WRITTEN INSTRUCTION A: In the forum thread, what is the name of the dog Johita says is joining?

Bless you, Lynn for all the organizing you do to make this such a fun event for everyone!

I love looking at the reveal pics! And the shopping and wrapping!!! So much fun!

Count Paris & Coco in! :chili:


----------



## donnanj (Aug 19, 2010)

Sounds like fun!


----------



## Johita (Jul 10, 2009)

Wah-hoo! Aolani is in! He's been waiting to participate as he didn't last year.


----------



## Lacie's Mom (Oct 11, 2006)

I sent out questionnaires to all of you that pm'd me with your email addresses and also to those of you that indicated in this thread that you wanted to participate again (you know who you are). So happy that everyone seems excited for Secret Santa once again.


----------



## angel's mom (Feb 14, 2007)

Angel & I are in and looking forward to it again this year!


----------



## Terry36 (Jan 21, 2009)

Woohoo Kodi's in again.:chili:Thanks Lynn.:thumbsup:


----------



## maggieh (Dec 16, 2007)

Sweetness and Tessa are in!!! Can't believe it's that time again!


----------



## donnad (Aug 22, 2006)

I can't believe it is that time again! I am so excited!


----------



## aprilb (Jul 9, 2010)

Oh, boy-this looks like fun!!!:chili::chili:


----------



## yukki (Aug 22, 2007)

I am so excited that I saw this post this year. I missed the post the last two years, although we were still fortunate enough to be able to participiate. Please count Yukki and Genki in as well again this year. I am SOOOOO excited!!!!!


----------



## Lacie's Mom (Oct 11, 2006)

Cookie -- I know how much you love SS and I was going to PM you because I wasn't certain if you saw the post. Glad you did.

I'm so happy that so many of our prior participants are participating again.

For our new participants -- I just hope you have a great time. This is, imho, such a FUN event every year.


----------



## Matilda's mommy (Jun 1, 2005)

the girls would be soooooo upset if they missed out, looking forward to shopping:chili:


----------



## Snowbody (Jan 3, 2009)

Count Tyler in again this year.:chili::chili: And thanks so much Lynn for doing this. And it's even more complicated for you than last year. Will you never learn :smilie_tischkante::HistericalSmiley::HistericalSmiley:You amaze me.:hugging:


----------



## Lacie's Mom (Oct 11, 2006)

BTW -- I have received several questions about whether or not other breeds can participate too. Yes -- if you have a different breed in your house-hold, they are also eligible to participate in our Secret Santa.

For example, someone may have a Maltese and a Yorkie. You would simply indicate on the questionnaire which breeds they are. We're not at all prejustice -- we love all of the fluffs.  (But, of course, we know that the spoiled Maltese is the BEST - LOL.)


----------



## Lacie's Mom (Oct 11, 2006)

Bump


----------



## mary-anderson (Jan 12, 2010)

Stored dataset items:
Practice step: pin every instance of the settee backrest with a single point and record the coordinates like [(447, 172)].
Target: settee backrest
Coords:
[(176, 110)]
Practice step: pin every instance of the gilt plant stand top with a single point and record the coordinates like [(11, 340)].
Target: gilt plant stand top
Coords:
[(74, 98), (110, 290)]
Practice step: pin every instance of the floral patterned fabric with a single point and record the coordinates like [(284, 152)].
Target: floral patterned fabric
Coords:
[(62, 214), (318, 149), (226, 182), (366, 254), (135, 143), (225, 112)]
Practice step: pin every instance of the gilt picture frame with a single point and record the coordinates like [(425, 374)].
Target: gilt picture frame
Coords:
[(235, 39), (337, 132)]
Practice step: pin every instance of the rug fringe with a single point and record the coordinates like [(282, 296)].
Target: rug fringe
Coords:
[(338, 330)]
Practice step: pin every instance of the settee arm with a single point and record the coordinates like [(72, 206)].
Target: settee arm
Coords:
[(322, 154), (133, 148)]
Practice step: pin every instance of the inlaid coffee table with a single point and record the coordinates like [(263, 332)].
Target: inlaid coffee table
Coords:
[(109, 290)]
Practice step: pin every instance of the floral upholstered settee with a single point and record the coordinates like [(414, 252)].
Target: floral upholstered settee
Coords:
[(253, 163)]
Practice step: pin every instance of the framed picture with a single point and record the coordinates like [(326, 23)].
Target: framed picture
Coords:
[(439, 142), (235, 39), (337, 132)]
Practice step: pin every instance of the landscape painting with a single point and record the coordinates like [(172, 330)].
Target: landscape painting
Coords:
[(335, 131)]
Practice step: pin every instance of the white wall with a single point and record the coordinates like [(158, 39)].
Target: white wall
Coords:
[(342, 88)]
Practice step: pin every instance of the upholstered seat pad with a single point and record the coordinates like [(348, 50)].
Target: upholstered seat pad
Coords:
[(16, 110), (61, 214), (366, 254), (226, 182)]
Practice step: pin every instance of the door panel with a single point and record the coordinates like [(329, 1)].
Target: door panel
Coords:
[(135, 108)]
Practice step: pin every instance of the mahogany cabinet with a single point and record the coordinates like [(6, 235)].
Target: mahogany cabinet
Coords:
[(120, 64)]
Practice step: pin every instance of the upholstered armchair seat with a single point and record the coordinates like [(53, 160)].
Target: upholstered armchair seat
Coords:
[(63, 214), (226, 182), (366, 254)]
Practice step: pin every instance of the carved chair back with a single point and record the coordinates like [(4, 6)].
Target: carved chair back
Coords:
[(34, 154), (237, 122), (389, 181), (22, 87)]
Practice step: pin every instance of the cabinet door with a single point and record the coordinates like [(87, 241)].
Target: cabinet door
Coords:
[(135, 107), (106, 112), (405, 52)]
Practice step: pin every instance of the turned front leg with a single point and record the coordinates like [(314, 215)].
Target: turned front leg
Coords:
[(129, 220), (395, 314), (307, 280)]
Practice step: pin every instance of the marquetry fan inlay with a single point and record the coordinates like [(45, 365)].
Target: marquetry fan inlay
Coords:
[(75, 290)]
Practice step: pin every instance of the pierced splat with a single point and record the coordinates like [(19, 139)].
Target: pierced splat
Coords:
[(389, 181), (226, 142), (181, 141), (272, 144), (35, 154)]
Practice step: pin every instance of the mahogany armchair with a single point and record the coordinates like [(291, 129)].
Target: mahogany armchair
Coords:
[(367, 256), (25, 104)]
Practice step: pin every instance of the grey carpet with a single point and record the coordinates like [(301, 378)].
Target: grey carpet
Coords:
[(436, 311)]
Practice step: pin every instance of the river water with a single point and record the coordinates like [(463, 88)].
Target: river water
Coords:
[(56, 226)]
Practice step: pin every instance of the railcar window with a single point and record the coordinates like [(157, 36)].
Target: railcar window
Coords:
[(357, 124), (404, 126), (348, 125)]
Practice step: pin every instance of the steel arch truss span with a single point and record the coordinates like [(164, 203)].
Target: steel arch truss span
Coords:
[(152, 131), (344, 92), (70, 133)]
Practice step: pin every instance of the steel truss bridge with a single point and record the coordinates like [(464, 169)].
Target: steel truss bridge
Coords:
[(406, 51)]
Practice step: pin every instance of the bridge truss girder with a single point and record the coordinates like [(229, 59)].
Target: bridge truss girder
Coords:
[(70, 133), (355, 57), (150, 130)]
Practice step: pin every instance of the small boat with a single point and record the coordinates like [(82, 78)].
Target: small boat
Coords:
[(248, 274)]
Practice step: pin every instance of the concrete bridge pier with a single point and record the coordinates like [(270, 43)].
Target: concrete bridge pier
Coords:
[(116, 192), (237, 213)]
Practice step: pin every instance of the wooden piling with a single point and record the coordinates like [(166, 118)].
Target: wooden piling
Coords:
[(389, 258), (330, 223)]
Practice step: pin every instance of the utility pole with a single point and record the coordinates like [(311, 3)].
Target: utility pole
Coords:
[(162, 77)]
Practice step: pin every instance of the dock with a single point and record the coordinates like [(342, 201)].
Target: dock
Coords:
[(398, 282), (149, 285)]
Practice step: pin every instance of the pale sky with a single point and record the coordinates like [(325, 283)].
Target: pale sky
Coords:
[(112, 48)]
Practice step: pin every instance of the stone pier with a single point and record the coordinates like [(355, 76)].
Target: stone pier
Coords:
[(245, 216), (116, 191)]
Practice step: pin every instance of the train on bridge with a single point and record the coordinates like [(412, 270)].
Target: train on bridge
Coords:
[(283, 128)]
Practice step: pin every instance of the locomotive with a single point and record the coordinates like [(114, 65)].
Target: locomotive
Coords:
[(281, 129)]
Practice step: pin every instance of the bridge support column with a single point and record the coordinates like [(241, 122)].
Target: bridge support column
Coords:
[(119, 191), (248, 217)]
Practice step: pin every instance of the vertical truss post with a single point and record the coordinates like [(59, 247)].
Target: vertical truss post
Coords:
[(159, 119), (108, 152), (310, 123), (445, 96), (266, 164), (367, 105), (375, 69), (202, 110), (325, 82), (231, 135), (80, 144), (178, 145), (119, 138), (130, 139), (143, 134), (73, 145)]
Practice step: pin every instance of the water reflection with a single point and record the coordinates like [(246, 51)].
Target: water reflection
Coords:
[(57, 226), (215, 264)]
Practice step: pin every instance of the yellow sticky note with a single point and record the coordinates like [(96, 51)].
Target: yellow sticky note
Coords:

WRITTEN INSTRUCTION B: Duplicate the lines of the listing from the line containing "Practice step: pin every instance of the yellow" through the end of the listing, with both ends included.

RESPONSE A: Aolani

RESPONSE B:
Practice step: pin every instance of the yellow sticky note with a single point and record the coordinates like [(96, 51)].
Target: yellow sticky note
Coords:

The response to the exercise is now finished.